**EXERCISE DESCRIPTION:**
Print, in exact form, the lines below from the one containing "Mark the squirrel head." through the one containing "Mark the squirrel's hind", and omit all others.

____

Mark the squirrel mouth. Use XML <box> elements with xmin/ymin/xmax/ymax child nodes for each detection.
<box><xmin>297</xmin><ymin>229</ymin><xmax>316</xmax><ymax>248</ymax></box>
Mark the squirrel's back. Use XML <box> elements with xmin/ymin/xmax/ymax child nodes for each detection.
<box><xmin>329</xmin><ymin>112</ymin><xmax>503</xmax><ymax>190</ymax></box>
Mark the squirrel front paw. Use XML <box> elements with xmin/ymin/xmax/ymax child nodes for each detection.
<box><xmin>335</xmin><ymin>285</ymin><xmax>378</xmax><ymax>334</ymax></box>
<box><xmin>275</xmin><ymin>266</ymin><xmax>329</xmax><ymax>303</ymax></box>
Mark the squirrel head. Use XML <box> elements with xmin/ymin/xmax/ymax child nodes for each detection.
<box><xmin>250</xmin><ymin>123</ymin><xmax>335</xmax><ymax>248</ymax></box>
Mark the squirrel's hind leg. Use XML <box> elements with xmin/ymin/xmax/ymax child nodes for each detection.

____

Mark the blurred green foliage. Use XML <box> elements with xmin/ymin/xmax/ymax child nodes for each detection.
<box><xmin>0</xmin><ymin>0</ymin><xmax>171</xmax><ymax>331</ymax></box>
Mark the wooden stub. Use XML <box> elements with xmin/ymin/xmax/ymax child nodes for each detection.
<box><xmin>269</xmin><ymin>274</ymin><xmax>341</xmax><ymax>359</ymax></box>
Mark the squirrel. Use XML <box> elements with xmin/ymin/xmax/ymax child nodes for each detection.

____

**WRITTEN ANSWER:**
Mark the squirrel head. Use XML <box> elements with xmin/ymin/xmax/ymax child nodes for each detection.
<box><xmin>250</xmin><ymin>123</ymin><xmax>335</xmax><ymax>248</ymax></box>
Mark the squirrel's hind leg. Use XML <box> elements with xmin/ymin/xmax/ymax child nodes for each detection.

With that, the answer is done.